Rédigez la suite du texte sur les journées de ceci ou de cela, en reprenant juste après sa dernière phrase.

# [Texte à lire]

• • • • • • •

Journée de ceci et journée de cela, l’éventail est aussi large que le nombre de jours dans l’année, et même en déborde, il n’y a plus de jours pour célébrer séparément chaque aspect de la vie.

 

De nombreuses journées se font concurrence de façon similaire au calendrier liturgique chez les catholiques, dont la liste de commémoration des saints est exhaustive seulement chez les moines qui la lisent au cours d’un repas pris en silence, et ainsi ils enracinent leur mémoire dans les événements édifiants du passé.

Commémoration de ceci ou commémoration de cela, c’est pour attirer l’attention sur un aspect de la vie personnelle, mais pris en compte de façon collective, en société.

 

Ainsi sont nées la journée de la femme le 8 mars et la journée des travailleurs le 1 mai, comme emblèmes portés par les mouvements de la lutte pour l’égalité entre “le sexe fort et le sexe faible” et de la lutte de classes, peu à peu transformées en celles des droits du travail appuyée sur les syndicats.

 

Et en même temps, cela fait courir le risque de se contenter d’y faire attention une journée dans l’année pour certaines commémorations, alors que toutes les autres échappent aux radars et sont passées sous silence. Puis éventuellement de revenir au sujet un an plus tard.

 

C’est déjà cela !

En effet on ne peut pas mettre la même attention et la même intensité émotionnelle sur tout ce que nous trouvons sous la main, déjà ne pas oublier l’anniversaire de mariage frôle parfois un exploit auquel la mémoire est conviée (surtout chez les hommes).

Les journées de ceci ou de cela sont dans une chronologie de l’évolution historique la réplique du calendrier des saints, dont chaque saint patron était préposé à une clause d’assurance de bonne vie, tel saint Florian pour protéger du feu 🔥, saint Antoine spécialisé dans les retrouvailles avec des choses perdues ou sainte Rita chargée d’alléger le poids des causes désespérées.

À l’époque actuelle, les journées de ceci ou de cela supplantent allègrement le marquage chrétien.

Les chrétiens pour ne pas se faire distancer par de telles nouvelles pratiques qui rejoignent et augmentent même les pratiques bien païennes (qualifiées comme telles par les chrétiens), leur emboîtent le pas.

De façon boiteuse d’abord, de bon aloi ensuite, pour finalement s’y mettre dans la course pour savoir qui serait plus original et qui remporterait le plus grand succès en termes d’audience et de participation.

• • • • • • •

# [Extraits des lignes]
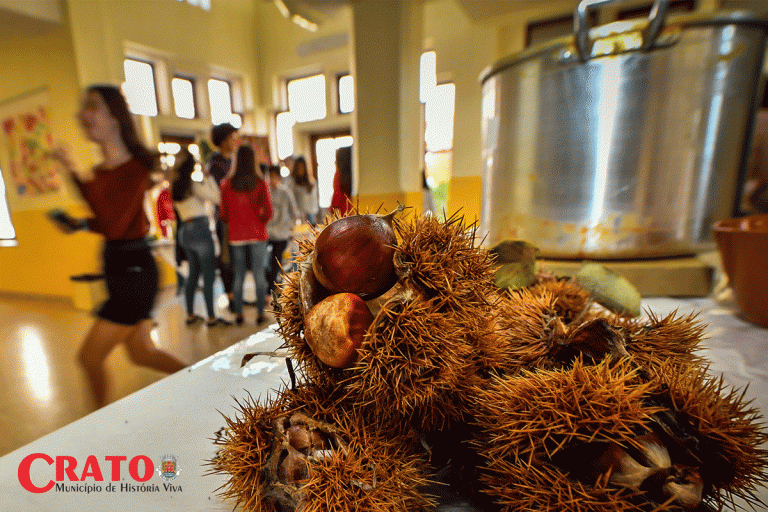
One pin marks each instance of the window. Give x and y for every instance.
(306, 98)
(7, 232)
(439, 108)
(438, 118)
(220, 96)
(284, 122)
(203, 4)
(183, 97)
(427, 75)
(346, 88)
(139, 87)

• • • • • • •

# [Réponse ci-dessous]
Tout en faisant semblant de ne pas tenir compte de l’initiative d’en face. C’est ainsi que va procéder Pie XII en 1955 instituant la fête patronale des artisans. Ainsi saint Joseph sera mis à l’honneur comme patron chrétien des travailleurs le 1 mai. Et des exemples dans l’autre sens ne manquent pas non plus.

Le 21 mai est cette année la journée des médias et de la communication, journée lancée par le pape François sur un thème qui lui ressemble tant : “Parler avec le cœur. Selon la vérité dans la charité.”

Le Pape estime que communiquer « à cœur et à bras ouverts» n’est pas l’affaire de quelques-uns, mais la responsabilité de tous. Comme pour beaucoup d’autres domaines de la vie en Eglise et de la société.

 

Parler avec le cœur, selon la vérité dans la charité, cela doit me ressembler aussi quelque part.

Que l’on me pardonne ce manque de retenue, mais comme je le crois, c’est pour une bonne cause, pour faire la jonction entre 21 et 22 mai, c’est qui devient plus clair dans la suite de ce podcast.

 

En effet, la prière que je formule en début de la confession (sacrement du pardon et donc de réconciliation), qui est une communication par excellence, est la suivante : “Que le Seigneur vous donne les paroles de vérité plongées dans son amour”.

Cela suppose une compréhension spirituelle et une explication rationnelle.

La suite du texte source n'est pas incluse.